Evolve Education Group Ltd (ASX: EVO) shares fell over 6% in morning trade following their return to the boards after a 2-day trading halt. The Evolve Education share price has now bounced back to $0.145, its pre-halt closing price, but will be on watch during the rest of today’s trade.
The childcare provider entered the trading halt on Wednesday to raise fresh capital via a $18.9 million placement. Capital was earmarked to help pay for its expansion and pay down debt.
What are the details of the capital raising?
Evolve issued 145 million new shares at an issue price of 13 cents per share, a 10.3% discount to the closing price of Evolve’s shares on 10 December. Managing Director and 19% shareholder Chris Scott subscribed for $3.3 million in shares, while entities associated with CEO Timothy Wong subscribed for $4 million in shares.
Proceeds will be used to pay down bank debt, fund the acquisition of 5 childcare centres in the Australian Capital Territory (ACT), and provide increased flexibility to implement the New Zealand turnaround and Australian expansion strategy. The ACT acquisition was announced on Monday. Costing $12.03 million, it will give the group a total license capacity of 461 children per day. Settlement is expected to occur at the end of March 2020.
How has Evolve been performing in 2019?
Evolve has been on an acquisition spree in Australia over the last few months. In late November, Evolve completed the acquisition of 5 childcare centres with a combined licence capacity of 456 children across Queensland and Victoria. The transaction cost Evolve $7.65 million upfront with a further $1.5 million deferred subject to certain conditions.
On 14 October, Evolve completed the acquisition of a childcare centre in Melbourne with a total licence capacity of 126 children per day for $2.45 million. On 8 October, Evolve completed the acquisition of 4 childcare centres in Melbourne with a combined licence capacity of 384 children per day. The transaction cost $11.8 million, funded from cash reserves, and is expected to contribute $10.8 million in annualised revenue to Evolve.

### Goal of the exercise
Condense the paragraph of the Evolve Education article that begins "Proceeds will be used" into a short bulleted list that keeps its main facts.

### Given data
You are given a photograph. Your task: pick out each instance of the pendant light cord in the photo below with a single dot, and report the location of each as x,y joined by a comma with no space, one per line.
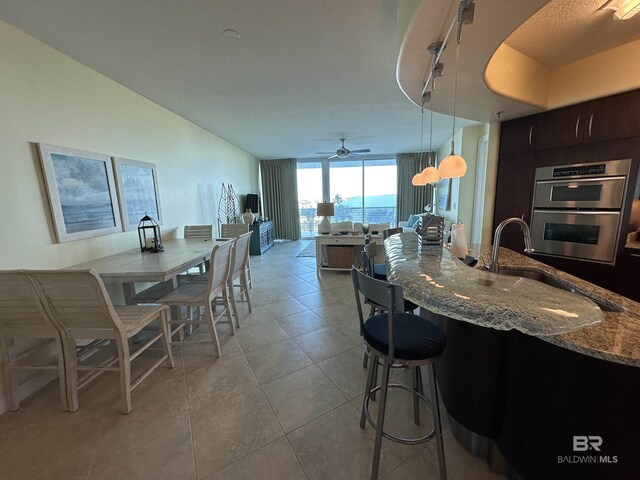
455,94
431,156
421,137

### Complete response
- The proceeds will pay down bank debt, fund the purchase of 5 childcare centres in the Australian Capital Territory (ACT), and give more flexibility to carry out the New Zealand turnaround and Australian expansion strategy.
- The ACT acquisition was announced on Monday and costs $12.03 million.
- It will give the group a total license capacity of 461 children per day.
- Settlement is expected at the end of March 2020.